## start

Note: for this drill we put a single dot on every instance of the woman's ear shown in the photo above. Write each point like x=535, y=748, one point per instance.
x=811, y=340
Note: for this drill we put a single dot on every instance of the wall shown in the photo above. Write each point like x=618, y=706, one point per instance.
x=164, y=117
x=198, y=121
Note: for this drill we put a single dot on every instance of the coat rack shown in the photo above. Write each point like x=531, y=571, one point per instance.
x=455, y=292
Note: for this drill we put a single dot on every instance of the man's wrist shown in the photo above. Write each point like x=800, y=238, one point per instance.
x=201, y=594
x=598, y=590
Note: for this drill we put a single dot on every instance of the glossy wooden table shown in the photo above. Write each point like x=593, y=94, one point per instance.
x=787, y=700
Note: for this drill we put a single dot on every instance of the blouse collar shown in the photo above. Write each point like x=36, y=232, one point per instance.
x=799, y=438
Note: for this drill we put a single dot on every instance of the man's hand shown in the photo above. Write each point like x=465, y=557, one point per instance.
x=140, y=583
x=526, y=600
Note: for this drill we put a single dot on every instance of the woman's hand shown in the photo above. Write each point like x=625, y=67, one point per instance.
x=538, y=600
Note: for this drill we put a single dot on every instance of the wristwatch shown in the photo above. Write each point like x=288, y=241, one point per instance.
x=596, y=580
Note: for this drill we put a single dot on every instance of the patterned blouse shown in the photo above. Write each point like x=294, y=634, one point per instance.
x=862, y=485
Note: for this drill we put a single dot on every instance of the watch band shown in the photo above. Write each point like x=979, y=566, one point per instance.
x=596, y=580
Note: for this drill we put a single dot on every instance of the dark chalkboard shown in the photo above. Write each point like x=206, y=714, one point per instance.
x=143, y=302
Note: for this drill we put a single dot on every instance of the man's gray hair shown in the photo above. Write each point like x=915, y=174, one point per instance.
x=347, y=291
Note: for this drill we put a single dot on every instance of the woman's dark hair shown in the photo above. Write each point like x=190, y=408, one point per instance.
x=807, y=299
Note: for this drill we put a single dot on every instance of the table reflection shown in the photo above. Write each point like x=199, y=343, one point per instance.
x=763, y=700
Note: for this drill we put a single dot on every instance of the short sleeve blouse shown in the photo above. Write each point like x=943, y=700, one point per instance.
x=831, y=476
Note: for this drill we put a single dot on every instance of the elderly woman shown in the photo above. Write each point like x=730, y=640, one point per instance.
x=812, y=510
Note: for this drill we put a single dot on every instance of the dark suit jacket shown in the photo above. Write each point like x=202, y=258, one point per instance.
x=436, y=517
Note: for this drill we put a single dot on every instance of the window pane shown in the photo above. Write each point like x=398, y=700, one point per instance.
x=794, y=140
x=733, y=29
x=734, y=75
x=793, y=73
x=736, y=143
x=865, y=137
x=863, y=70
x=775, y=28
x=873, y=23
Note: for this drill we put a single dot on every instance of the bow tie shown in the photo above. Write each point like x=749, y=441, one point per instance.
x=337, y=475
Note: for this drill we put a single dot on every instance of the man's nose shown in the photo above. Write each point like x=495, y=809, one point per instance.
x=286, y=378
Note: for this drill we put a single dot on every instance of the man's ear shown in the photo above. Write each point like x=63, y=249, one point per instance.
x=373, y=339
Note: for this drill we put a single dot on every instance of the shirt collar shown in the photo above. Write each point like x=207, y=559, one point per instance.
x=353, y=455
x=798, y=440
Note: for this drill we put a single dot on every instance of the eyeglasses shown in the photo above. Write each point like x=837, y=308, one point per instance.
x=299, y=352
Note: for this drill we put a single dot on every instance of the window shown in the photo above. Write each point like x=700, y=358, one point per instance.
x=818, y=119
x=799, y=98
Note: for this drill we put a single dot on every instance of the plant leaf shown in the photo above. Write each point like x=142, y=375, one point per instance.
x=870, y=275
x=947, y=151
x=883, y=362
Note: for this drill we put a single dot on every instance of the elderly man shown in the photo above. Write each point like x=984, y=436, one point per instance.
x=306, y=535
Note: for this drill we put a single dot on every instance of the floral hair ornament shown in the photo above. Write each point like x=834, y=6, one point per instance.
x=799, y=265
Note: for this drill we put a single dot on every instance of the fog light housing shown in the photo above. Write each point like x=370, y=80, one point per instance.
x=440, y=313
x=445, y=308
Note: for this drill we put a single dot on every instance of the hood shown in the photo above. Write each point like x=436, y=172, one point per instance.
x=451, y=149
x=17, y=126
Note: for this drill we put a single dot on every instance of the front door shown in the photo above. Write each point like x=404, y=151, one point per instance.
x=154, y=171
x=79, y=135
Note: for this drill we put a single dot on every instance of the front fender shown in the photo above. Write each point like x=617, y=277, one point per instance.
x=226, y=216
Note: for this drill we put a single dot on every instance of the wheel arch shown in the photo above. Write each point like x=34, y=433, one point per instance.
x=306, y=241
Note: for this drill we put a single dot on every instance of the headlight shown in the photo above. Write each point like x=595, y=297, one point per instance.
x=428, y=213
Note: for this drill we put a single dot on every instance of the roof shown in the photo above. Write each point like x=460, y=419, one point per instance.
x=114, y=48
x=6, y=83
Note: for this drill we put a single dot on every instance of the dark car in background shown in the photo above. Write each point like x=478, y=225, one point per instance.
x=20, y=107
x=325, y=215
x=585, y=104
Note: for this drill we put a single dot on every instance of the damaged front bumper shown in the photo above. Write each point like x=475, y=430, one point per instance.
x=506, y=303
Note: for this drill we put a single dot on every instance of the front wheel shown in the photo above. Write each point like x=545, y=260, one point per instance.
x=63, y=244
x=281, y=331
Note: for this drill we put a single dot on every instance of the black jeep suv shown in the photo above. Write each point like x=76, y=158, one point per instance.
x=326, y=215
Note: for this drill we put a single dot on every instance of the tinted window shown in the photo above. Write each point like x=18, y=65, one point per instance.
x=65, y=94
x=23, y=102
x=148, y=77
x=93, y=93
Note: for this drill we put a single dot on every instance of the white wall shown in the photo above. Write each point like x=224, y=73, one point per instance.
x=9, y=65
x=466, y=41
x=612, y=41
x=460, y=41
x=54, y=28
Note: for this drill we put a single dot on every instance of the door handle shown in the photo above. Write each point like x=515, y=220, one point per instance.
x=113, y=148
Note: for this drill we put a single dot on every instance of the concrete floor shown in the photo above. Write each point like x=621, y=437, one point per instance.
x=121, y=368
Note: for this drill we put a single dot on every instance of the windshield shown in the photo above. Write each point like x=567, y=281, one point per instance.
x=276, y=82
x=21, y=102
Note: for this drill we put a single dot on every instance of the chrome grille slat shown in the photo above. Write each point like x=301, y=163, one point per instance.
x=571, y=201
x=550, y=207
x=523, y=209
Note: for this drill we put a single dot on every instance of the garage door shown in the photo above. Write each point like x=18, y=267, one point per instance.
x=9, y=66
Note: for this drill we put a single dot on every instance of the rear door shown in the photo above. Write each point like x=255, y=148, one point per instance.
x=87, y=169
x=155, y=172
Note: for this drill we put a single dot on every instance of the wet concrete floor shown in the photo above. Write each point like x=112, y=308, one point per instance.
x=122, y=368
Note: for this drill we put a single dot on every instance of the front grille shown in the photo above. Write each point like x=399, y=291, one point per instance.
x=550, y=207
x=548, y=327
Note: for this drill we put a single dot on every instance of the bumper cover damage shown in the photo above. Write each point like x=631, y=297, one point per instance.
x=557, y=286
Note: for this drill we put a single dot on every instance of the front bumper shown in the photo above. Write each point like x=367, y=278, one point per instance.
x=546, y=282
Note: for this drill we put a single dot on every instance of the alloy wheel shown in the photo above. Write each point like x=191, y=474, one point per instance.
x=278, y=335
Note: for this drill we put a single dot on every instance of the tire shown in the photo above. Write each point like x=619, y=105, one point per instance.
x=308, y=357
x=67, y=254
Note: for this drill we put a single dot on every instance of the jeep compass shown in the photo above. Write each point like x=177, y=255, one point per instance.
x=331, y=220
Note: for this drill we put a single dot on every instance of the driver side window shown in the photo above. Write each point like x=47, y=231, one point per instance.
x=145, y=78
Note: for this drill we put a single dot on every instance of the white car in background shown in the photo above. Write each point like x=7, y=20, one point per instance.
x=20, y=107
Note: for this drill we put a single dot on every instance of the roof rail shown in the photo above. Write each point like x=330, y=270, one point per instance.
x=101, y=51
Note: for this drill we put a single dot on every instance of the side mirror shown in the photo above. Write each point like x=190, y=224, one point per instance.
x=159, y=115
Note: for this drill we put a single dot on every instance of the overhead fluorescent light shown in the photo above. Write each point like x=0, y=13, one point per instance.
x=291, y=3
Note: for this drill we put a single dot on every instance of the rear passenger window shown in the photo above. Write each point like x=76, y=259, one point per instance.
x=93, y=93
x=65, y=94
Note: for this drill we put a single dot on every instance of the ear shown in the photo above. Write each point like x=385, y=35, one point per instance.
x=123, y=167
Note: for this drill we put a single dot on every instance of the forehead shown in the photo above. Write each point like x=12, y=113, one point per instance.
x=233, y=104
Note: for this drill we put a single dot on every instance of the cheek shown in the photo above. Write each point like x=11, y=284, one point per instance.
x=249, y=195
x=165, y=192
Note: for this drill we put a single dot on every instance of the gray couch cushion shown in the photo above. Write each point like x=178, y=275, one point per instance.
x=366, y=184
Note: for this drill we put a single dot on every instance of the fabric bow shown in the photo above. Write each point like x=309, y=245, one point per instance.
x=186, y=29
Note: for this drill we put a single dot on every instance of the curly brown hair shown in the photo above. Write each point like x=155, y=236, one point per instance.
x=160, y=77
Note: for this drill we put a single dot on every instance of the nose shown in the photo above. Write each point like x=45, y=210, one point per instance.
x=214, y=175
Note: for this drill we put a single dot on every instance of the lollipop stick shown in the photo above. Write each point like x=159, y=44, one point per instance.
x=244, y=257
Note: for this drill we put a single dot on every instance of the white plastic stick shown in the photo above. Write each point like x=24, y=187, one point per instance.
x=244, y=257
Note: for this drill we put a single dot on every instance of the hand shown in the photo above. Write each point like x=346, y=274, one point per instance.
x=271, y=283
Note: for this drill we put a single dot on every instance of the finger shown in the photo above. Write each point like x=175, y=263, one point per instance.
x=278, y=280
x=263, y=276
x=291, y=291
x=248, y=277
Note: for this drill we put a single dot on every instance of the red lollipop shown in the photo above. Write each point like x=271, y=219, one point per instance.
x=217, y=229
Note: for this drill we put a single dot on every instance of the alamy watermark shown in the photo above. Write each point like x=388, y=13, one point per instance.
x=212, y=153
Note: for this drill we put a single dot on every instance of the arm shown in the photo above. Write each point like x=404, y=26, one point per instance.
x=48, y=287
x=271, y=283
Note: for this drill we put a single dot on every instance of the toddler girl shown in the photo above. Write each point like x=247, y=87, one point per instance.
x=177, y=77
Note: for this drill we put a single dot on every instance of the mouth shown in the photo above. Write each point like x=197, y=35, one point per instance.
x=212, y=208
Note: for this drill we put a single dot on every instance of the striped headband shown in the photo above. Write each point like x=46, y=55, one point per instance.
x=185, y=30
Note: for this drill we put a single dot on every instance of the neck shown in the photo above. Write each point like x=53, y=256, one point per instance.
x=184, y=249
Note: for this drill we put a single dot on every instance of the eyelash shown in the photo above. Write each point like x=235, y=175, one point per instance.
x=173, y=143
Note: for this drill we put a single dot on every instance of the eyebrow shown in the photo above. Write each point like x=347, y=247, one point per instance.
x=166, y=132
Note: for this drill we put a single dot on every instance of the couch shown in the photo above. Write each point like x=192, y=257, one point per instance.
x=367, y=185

## end

Reproduce only the lines running from the one with "x=197, y=35, one point per instance." through the final line of the listing above, both ends included.

Note: for this drill we put a single dot on every instance of the mouth shown in the photo above. Write each point like x=197, y=35, one point per instance.
x=212, y=208
Note: for this drill we put a single dot on every instance of the striped headband shown in the photo above. Write each point like x=46, y=55, one point per instance.
x=185, y=30
Note: for this drill we put a single dot on every instance of the neck shown in the photo above. Write each point like x=53, y=256, one point per instance.
x=184, y=249
Note: for this drill we put a single dot on every instance of the eyelash shown in the photo above. Write each point like x=235, y=175, one point per instance.
x=173, y=143
Note: for this drill we put a single dot on every instance of the eyebrow shown in the photo above. Write each point like x=347, y=247, one point per instance.
x=166, y=132
Note: for this drill we put a single dot on every instance of the couch shown in the photo above. Write each point like x=192, y=257, one point per instance.
x=367, y=185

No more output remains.